*TASK GOAL*.
Can you write out, word for word, everything in the column on Covid-19 and medical science from "President James A." down to "known as sepsis."?

*SELECTED PASSAGE*.
By Jim Ridings -
In the early 1900s, the leading medical experts came up with a cure for tuberculosis. The experts put patients outdoors in tents, in sub-zero winter conditions and in blazing hot summer weather. The “tent colony” in Ottawa, Illinois, was in the forefront of this scientific breakthrough.
Needless to say, this did nothing to help their lungs or to cure the then-incurable disease. But it was science.
The people who say we “must follow science” in combatting Covid-19 are well-intentioned. But we know where the path of good intentions leads.
The predictions on Covid-19 have been almost all wrong. We do not have 2 to 4 million dead people in America, and the health care workers and grocery store clerks who come in contact with hundreds of people daily are not dropping dead.
The problem, as Ronald Reagan once said, “It isn't so much that liberals are ignorant. It's just that they know so many things that aren't so.”
The “experts” who want us to accept their words as absolute truth simply do not know what they are talking about, and they are not honest enough to admit it – even though they want us to follow their every inaccurate dictate.
The Covid-19 statistics make no impression on these experts. The virus has a 99.6 percent survival rate. The infection/fatality ratio for people under the age of 19 is .00003 percent. The ratio goes up slightly for each age group, to the highest group of ages 70 and above at .054 percent. And the vast majority of deaths ascribed to Covid are people in their 80s and 90s who had other life-threatening conditions.
The Ottawa Tent Colony isn’t the only example of bad science put into practice.
George Washington got sick in cold, damp weather on December 12, 1799. It is believed he had what is commonly known as the croup (an inflammation of the glottis) or a streptococcic infection. Doctors were called and they used an accepted medical procedure: bleeding a patient. That was science. They drained 40 percent of the blood from his body. Washington was dead within two days.
President James A. Garfield was shot on July 2, 1881. The bullets didn’t kill him, an infection caused by his doctors did. The bullet lodged in Garfield’s abdomen. Doctors probed the wound with unsterilized fingers and instruments. They couldn’t find the bullet but they kept going in again and again. His weight dropped from 210 pounds to 130 pounds before he died on September 19 of an infection known as sepsis.
The assassin, Charles Guiteau, said, “The doctors killed Garfield, I just shot him.”
President William McKinley was shot by an anarchist on September 6, 1901. One bullet penetrated his abdomen. Doctors decided to operate to remove the bullet. McKinley died on September 14 of gangrene.
Washington, Garfield and McKinley were treated with accepted “science.”
I am not slamming science. I am merely citing what has been accepted scientific facts in previous years. I support facts and truth. I support science when it is based in fact and truth.
The scientific treatment of tubercular patients came much later in the form of antibiotics. Science is so much better when it is factual and true.
It is always better when the “scientific experts” know the truth before they speak.
In the May 2000 issue of Reason Magazine, award-winning science writer Ronald Bailey wrote an article for the 30th anniversary of Earth Day. Bailey wrote, “The prophets of doom were not simply wrong, but spectacularly wrong.” Here are a few examples from his article.

*PROVIDED MATERIAL*.
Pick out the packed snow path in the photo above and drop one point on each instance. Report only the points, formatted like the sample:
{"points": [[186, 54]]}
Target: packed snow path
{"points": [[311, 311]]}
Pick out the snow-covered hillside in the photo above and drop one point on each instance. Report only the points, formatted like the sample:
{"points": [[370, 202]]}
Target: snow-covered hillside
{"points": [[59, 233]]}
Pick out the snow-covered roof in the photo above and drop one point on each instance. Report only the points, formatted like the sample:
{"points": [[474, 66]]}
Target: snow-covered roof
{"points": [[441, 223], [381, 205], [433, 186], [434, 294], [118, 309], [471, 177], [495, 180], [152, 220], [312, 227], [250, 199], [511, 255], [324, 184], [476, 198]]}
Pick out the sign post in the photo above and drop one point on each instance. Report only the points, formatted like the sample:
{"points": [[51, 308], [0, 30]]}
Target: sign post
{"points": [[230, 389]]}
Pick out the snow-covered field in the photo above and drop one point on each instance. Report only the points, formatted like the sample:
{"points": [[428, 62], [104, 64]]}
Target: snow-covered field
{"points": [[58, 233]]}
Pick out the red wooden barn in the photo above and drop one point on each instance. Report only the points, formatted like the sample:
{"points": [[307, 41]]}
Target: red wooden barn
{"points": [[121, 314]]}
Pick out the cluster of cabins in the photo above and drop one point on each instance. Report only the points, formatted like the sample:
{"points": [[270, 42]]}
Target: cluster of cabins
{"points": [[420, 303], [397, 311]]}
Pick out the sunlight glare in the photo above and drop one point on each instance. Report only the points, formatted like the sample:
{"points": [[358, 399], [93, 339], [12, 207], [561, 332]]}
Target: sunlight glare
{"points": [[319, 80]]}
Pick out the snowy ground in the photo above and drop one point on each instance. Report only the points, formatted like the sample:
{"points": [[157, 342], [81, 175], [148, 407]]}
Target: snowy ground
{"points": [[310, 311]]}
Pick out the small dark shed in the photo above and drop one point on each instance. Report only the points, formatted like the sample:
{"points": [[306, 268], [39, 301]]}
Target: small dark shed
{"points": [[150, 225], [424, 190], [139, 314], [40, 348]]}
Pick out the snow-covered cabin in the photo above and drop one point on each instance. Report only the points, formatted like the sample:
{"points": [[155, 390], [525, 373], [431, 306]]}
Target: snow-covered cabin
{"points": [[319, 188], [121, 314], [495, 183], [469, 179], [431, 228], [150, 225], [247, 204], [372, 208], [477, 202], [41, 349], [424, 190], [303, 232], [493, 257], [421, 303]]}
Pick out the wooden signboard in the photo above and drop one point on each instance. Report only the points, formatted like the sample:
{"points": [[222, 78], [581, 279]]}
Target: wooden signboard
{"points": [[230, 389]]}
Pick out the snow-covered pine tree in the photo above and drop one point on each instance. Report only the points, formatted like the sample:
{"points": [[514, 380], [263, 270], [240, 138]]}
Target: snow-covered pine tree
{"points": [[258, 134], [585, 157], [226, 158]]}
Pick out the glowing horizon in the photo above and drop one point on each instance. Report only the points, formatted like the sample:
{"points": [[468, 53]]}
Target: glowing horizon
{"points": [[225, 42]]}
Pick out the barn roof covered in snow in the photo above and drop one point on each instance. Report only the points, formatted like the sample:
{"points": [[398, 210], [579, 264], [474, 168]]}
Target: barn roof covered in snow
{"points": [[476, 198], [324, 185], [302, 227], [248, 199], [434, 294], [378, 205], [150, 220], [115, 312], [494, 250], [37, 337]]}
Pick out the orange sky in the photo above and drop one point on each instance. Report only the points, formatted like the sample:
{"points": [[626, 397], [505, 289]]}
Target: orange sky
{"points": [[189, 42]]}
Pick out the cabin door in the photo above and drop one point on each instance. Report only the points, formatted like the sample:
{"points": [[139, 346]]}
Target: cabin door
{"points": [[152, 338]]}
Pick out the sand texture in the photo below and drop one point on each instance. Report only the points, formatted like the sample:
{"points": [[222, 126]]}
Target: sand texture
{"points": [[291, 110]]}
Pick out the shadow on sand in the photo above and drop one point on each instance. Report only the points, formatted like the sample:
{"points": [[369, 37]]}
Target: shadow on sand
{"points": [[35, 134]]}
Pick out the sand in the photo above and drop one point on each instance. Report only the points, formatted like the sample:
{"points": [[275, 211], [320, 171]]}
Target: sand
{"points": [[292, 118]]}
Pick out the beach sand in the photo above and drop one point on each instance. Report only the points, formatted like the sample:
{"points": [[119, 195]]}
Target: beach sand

*TASK OUTPUT*.
President James A. Garfield was shot on July 2, 1881. The bullets didn’t kill him, an infection caused by his doctors did. The bullet lodged in Garfield’s abdomen. Doctors probed the wound with unsterilized fingers and instruments. They couldn’t find the bullet but they kept going in again and again. His weight dropped from 210 pounds to 130 pounds before he died on September 19 of an infection known as sepsis.